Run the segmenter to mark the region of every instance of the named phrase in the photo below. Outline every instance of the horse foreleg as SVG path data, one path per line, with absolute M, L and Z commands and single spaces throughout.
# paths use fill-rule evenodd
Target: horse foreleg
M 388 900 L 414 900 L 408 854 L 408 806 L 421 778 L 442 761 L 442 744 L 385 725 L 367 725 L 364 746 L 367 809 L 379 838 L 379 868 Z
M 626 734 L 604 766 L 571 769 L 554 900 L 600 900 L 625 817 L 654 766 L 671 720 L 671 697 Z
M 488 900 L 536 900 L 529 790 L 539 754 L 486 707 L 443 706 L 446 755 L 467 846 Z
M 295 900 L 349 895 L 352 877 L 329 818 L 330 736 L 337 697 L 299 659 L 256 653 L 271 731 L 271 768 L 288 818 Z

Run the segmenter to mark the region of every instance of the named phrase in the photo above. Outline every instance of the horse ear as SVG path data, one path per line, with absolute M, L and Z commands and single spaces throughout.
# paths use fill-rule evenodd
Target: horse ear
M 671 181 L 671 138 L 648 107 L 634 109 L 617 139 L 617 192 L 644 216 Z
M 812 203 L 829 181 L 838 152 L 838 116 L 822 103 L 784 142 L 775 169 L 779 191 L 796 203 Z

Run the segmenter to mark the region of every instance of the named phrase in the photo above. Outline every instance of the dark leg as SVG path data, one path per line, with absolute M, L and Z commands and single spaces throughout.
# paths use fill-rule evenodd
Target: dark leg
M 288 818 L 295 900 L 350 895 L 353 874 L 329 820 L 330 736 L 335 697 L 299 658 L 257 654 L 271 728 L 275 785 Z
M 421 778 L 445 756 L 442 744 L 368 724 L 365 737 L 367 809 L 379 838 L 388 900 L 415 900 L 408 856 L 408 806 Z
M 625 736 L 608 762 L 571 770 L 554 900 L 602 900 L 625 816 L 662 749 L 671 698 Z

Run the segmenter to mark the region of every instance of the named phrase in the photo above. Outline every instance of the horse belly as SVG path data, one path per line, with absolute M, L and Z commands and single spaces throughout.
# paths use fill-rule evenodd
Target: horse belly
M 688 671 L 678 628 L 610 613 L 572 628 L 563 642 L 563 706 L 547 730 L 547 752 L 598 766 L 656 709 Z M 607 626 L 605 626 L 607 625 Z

======

DIRECTIONS FOR THIS TASK -
Print every row above again, character for character, from the first row through the last.

FULL SOLUTION -
Run the segmenter to mark the region of every instance of the named phrase in the photo below. Outline every instance of the horse foreleg as SVG path data, one path per line, with absolute M, L and Z commands and single spaces throughout.
# paths use fill-rule evenodd
Target: horse foreleg
M 388 900 L 414 900 L 408 854 L 408 806 L 421 778 L 442 761 L 442 744 L 385 725 L 367 725 L 364 746 L 367 809 L 379 838 L 379 868 Z
M 626 734 L 604 766 L 571 769 L 554 900 L 600 900 L 625 817 L 654 766 L 671 720 L 671 697 Z
M 488 900 L 536 900 L 529 790 L 539 754 L 486 707 L 443 706 L 446 755 L 467 846 Z
M 295 900 L 349 895 L 352 877 L 329 818 L 330 736 L 337 697 L 299 659 L 256 653 L 271 731 L 271 768 L 288 818 Z

Run the segmenter to mark the region of every instance of the named phrase in the photo above. Outline every instance of the horse ear as SVG path data, one path per line, with absolute M, L and Z commands and single spaces throughout.
# paths use fill-rule evenodd
Target: horse ear
M 671 181 L 671 138 L 648 107 L 634 109 L 617 139 L 617 192 L 644 216 Z
M 812 203 L 829 181 L 838 152 L 838 116 L 822 103 L 784 142 L 775 169 L 779 191 L 796 203 Z

Run the segmenter to mark the region of every instance of the named phrase in the photo above. Outline every instance of the dark leg as SVG path data, one path per line, with absolute M, L and Z commands and single spaces throughout.
# paths use fill-rule evenodd
Target: dark leg
M 288 818 L 295 900 L 350 895 L 353 874 L 329 820 L 330 736 L 335 697 L 299 658 L 257 654 L 271 728 L 275 785 Z
M 421 778 L 445 756 L 442 744 L 368 724 L 365 737 L 367 809 L 379 838 L 388 900 L 415 900 L 408 856 L 408 806 Z
M 625 736 L 608 762 L 571 770 L 554 900 L 602 900 L 625 816 L 662 749 L 671 698 Z

Run the segmenter to mark the region of every instance of the named phrase in the photo above. Outline every instance of the horse belly as SVG path data, one path per line, with absolute M, L and Z commands and single spaces throughout.
# paths use fill-rule evenodd
Target: horse belly
M 688 671 L 678 628 L 610 613 L 572 628 L 563 642 L 563 706 L 547 730 L 547 752 L 598 766 L 656 709 Z M 607 626 L 605 626 L 607 625 Z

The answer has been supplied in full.